=== What is being asked ===
Please collect every line in the records that contains the word "metal". Case counts.
___ Exercise data
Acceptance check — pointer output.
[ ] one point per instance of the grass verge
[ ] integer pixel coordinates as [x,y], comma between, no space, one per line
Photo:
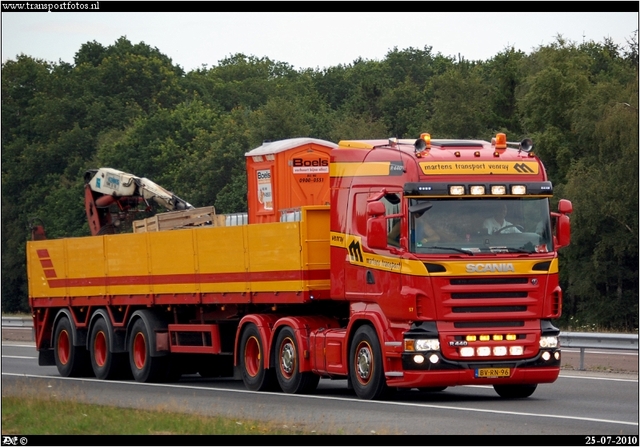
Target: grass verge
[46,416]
______
___ Exercise data
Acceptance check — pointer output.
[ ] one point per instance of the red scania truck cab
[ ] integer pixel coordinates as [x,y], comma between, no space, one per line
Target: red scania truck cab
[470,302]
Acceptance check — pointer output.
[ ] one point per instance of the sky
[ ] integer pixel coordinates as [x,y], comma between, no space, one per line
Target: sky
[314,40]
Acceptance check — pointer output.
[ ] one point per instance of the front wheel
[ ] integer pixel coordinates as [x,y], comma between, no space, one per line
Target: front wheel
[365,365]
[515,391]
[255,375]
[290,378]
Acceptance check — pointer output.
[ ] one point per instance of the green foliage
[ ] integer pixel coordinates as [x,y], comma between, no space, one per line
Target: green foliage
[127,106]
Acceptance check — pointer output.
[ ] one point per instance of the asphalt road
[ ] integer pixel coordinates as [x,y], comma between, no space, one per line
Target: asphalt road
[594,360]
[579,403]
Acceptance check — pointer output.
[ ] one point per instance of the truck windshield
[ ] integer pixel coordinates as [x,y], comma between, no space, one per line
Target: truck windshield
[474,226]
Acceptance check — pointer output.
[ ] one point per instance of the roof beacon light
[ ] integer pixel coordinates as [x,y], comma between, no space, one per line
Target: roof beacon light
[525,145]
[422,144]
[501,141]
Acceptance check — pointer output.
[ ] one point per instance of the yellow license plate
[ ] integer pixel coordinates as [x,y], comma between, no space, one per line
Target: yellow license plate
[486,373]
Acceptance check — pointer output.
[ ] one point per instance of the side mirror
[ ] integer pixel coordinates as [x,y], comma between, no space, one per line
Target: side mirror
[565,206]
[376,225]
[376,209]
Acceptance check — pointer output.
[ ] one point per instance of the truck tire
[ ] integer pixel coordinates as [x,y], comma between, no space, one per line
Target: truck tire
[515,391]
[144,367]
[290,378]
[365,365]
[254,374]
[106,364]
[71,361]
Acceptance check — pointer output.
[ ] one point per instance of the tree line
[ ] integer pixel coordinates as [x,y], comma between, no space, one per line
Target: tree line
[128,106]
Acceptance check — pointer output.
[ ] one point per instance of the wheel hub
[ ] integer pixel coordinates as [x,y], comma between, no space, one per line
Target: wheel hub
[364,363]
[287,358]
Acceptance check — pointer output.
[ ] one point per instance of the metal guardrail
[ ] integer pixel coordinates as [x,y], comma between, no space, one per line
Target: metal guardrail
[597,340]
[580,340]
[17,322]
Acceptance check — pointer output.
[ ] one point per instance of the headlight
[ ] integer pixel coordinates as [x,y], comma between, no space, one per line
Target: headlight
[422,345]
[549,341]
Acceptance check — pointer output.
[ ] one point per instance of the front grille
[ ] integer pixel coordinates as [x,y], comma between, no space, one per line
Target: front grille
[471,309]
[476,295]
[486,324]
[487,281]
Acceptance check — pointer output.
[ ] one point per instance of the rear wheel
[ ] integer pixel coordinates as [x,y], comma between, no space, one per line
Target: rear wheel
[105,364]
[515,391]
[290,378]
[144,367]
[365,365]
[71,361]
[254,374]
______
=== Output of the task ===
[ ] one point per instance of the metal guardrail
Target: metal guardrail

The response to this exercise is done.